> **ЗАДАНИЯ**
A. Что, согласно отрывку о Европе и Евразии, Мюнклер в заключение считает основанием раздробленности этносоциального ландшафта Европы?
B. Продолжите, пожалуйста, отрывок о Европе и Евразии с того места, где он заканчивается.

> **ФРАГМЕНТ ТЕКСТА**

---

Резюмируя свой обзор трактовок понятия «Европа», X. Мюнклер приходит к выводу, что одной из определяющих ценностей Европы (на фоне ее неустанного стремления к объединению) являются устойчивые различия: «Характерным для Европа является то, что в своей истории она — чему определенно благоприятствовала ее специфическая география — отдала предпочтение не единству, а многообразию... Таким образом, развитие различных наций может рассматриваться именно как сущностная черта Европы и ее истории — как в хороших, так и в дурных ее проявлениях. Отличие Европы основано не на единстве и единообразии, а на многообразии и множественности. . Все попытки создания империй, построения гегемонии заканчивались в Европе провалом, и вновь и вновь заново складывался плюрализм политических устройств . Если свести обобщения к коротким тезисам, то существование глубокой укорененности представлений о плюралистичности европейского сознания доказывают следующие наблюдения: византийский цезарепапизм всегда считался чем-то неевропейским, вплоть до времен восстания неортодоксальных марксистов против монополии на истину коммунистических партий в странах реально существовавшего социализма, которая часто сравнивалась с цезарепапизмом Восточного Рима; возникновение капитализма в Европе может быть объяснено именно преобладавшим здесь политическим плюрализмом, который ставил границы насильственной экспроприации прибавочной стоимости господствующими силами; наконец, и "восточная деспотия", в понимании Виттфогеля, в социогеографическом отношении привязана к обществу гидравлического типа больших речных долин, почему ее создание было исключено уже благодаря геологической формации Европы»149. В заключение X. Мюнклер именно особенности геологической формации Европы рассматривает в качестве основания раздробленности этносоциального ландшафта.
В отличие от мозаично-дробной организации окраинно-приморских миров Внутренняя Евразия своей равнинностью и флагоподобным расположением ландшафтных зон делала неизбежной миксацию и интеграцию культур.
О Малой Евразии, т. е. о пространстве стыка Балкан, Северной Африки, Ближнего и Среднего Востока, побережья Черного и Средиземного морей Ю.М. Лотман писал: «котел постоянного смешения этносов, непрерывного перемещения, столкновения разных культурно-семиотических структур»150. По этим чертам Ю.М. Лотман противопоставлял Малую Евразию ландшафтам Перу, где в долинах и междугорьях Анд и на узкой полосе перуанского побережья царили вековая изоляция, предельная ограниченность торгово-военных контактов с внешними культурами.

---

> **ИСХОДНЫЕ ДАННЫЕ**
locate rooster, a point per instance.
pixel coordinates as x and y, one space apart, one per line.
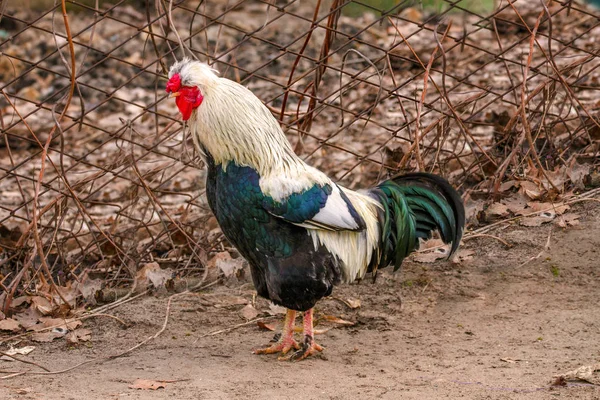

---

> **ПИСЬМЕННЫЕ ОТВЕТЫ**
A. Особенности геологической формации Европы.

B.
Мозаичность социокультурной организации О.И. Пыльцын соотносит с эпохами «темных веков». «Мозаичный мир древнегреческой цивилизации обусловлен крайней изрезанностью южной морской части Балканского полуострова, где не было значительных монолитных сухопутных территорий. Здесь куски суши постоянно соседствуют с заливами, проливами. Суша не имеет равнинного характера, основу ее структуры составляют горы. В таком географическом рельефе возникает большое количество небольших сухопутных ячеек, отделенных друг от друга либо горами, либо морем. Это-то и создает почву для автономного развития этих ячеек, по крайней мере, в начальный период существования цивилизации ... "Темные века" и позволяют возникнуть мозаичному миру, в котором каждая из ячеек этого мира благодаря автономному развитию в этот период формирует свою собственную, отличную от соседей структуру политико-культурных институтов»151.
По оценке О.И. Пыльцына, в процессе эволюции европейской цивилизации ее мозаичность возрастала. Наряду с этой тенденцией эпизодически действовала и контртенденция. Одним из ее проявлений стала деятельность Александра Македонского. Вслед за ним миссию интеграции подхватил Рим. «Рим презрел племенную замкнутость, характерную для всех античных полисов, — пишет О.И. Пыльцын. — Он открыл свои ворота для представителей любых племен, лишь бы их деятельность была полезна Риму. И этим оказался обязан своему успеху. Точно так же двумя тысячелетиями спустя великорусские князья смогли преодолеть свою племенную замкнутость и начали приглашать на свою службу татар, белорусских князей, а потом и представителей западноевропейской цивилизации.»
Миксацию вынужденно и в то же время сознательно практиковал Чингисхан. Об этом пишет, например, Т. Холл: «Чингис поднялся из маргинального состояния и часто сталкивался с оппозицией в лице собственных сородичей. Поэтому он не полагался на родство для организации своих последователей, но опирался на преданность и автократический контроль. Он создал разноплеменную элиту из своих друзей и приближенных»153.
Екатерина II отмечала смешение как характерную черту российского государства. «Перемены, которые в России предпринял Петр Великий, — писала она, — тем удобнее успех получили, что нравы, бывшие в то время, совсем не сходствовали со климатом и принесены были к нам смешением разных народов и завоеваниями чуждых областей»154.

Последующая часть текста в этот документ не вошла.